## start Stored data

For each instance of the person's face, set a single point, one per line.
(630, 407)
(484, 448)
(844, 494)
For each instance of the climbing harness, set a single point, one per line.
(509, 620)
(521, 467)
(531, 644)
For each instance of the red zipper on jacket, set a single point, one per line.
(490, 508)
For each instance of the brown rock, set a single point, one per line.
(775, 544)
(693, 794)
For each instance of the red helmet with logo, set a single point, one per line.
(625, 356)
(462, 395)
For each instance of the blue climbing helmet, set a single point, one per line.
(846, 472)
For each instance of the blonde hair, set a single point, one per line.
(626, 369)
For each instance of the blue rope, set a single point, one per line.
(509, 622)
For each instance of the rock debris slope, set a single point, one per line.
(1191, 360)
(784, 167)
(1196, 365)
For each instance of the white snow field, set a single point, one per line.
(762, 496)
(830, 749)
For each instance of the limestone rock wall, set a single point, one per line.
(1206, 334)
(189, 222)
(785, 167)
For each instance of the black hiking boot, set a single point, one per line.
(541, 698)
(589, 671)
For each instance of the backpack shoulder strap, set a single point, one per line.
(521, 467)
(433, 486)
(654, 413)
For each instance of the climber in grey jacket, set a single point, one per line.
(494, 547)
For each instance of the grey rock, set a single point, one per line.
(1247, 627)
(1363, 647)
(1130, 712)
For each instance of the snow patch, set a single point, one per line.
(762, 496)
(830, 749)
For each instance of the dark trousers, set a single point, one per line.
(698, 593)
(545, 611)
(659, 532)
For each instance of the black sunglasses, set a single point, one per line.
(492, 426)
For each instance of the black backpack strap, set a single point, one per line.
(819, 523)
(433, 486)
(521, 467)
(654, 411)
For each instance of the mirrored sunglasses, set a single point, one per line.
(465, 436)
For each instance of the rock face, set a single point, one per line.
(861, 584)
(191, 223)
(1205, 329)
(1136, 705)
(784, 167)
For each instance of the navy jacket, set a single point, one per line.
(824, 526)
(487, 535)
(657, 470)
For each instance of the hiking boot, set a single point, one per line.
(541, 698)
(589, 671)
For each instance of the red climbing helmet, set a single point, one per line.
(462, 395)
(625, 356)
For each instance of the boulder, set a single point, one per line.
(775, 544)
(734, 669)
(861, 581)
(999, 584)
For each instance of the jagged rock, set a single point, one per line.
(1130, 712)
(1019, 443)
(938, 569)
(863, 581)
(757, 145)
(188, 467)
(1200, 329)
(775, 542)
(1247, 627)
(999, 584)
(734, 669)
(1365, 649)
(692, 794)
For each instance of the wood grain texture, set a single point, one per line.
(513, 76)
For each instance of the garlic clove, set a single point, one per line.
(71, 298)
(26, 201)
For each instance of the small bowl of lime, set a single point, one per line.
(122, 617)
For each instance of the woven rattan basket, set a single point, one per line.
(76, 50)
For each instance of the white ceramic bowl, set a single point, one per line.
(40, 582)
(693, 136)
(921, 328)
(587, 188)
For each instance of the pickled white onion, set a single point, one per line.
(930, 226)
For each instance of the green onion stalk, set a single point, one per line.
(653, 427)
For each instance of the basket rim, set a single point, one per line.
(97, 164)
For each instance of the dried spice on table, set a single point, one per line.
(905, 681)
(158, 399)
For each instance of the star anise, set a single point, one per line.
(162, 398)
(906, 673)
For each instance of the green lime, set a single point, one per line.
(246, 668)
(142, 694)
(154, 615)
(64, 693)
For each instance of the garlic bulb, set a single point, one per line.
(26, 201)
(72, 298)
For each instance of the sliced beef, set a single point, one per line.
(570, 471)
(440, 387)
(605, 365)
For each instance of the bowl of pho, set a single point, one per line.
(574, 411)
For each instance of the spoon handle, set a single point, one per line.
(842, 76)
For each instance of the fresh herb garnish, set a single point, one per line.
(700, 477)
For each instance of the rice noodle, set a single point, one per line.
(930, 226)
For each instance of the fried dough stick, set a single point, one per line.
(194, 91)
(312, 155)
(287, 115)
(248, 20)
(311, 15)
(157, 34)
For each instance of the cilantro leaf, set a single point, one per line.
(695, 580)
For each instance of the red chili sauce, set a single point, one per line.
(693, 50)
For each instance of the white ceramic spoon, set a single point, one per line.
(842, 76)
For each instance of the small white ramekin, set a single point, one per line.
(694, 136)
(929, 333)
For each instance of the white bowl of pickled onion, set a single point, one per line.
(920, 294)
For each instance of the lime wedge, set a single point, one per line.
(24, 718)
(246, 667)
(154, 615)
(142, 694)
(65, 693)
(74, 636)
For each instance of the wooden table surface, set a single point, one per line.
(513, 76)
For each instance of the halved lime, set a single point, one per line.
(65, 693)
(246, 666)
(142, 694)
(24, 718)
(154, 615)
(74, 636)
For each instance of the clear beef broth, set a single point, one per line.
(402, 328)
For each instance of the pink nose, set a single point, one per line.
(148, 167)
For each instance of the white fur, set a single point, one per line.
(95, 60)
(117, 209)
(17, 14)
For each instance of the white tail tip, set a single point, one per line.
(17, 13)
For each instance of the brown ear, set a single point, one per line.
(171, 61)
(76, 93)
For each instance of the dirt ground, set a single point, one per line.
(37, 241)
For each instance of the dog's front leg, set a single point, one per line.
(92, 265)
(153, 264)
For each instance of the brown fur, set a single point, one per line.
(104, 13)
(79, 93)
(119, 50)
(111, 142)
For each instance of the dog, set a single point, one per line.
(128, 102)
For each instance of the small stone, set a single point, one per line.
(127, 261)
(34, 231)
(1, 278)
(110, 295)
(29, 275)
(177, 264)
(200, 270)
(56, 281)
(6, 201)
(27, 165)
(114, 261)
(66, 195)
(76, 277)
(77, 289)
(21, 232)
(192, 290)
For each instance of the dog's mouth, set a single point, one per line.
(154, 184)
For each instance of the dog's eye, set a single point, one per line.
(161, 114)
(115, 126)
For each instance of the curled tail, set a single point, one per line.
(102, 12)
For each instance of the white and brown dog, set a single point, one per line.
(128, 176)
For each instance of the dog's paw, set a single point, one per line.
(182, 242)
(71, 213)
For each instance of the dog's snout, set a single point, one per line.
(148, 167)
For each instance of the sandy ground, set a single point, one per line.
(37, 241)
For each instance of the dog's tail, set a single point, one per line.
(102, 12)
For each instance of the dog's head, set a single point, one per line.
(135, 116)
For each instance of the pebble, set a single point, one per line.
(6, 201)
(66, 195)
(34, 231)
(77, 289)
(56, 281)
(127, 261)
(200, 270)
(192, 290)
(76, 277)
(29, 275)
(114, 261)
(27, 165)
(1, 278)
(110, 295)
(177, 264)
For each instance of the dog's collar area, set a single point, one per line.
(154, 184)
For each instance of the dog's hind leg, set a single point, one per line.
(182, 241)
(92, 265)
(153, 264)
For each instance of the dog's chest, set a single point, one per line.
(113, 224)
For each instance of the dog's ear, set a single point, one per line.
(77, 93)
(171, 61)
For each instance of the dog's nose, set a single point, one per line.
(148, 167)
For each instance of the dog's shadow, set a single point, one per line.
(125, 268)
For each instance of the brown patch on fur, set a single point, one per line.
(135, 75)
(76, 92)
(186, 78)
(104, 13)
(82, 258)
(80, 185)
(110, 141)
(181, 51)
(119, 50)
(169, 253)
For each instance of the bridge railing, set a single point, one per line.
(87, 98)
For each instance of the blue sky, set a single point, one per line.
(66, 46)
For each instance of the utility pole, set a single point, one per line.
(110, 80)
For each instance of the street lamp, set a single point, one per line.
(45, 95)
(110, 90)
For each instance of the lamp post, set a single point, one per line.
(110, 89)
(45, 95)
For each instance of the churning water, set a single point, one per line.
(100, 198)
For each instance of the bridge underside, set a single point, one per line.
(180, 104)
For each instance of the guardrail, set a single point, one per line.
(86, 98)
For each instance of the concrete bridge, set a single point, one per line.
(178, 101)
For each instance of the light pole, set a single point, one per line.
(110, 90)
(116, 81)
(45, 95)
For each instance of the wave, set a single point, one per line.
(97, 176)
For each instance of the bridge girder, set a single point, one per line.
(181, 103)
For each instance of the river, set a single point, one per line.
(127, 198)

## end Stored data

## Work instructions
Give back exactly the lines that run from the line with "For each instance of the churning" through the close of the material, counting both ends, and nothing more.

## Solution to this problem
For each instance of the churning water, set a single point, one per line.
(100, 198)
For each instance of the bridge underside, set a single point, one per line.
(180, 104)
For each instance of the guardrail, set a single point, one per line.
(86, 98)
For each instance of the concrete bridge, set a single point, one per line.
(178, 101)
For each instance of the light pole, set a single point, one per line.
(110, 90)
(116, 81)
(45, 95)
For each instance of the wave, set a single point, one per line.
(97, 176)
For each instance of the bridge girder, set a single point, one per line.
(181, 103)
For each instance of the river, set a single point, one per line.
(127, 198)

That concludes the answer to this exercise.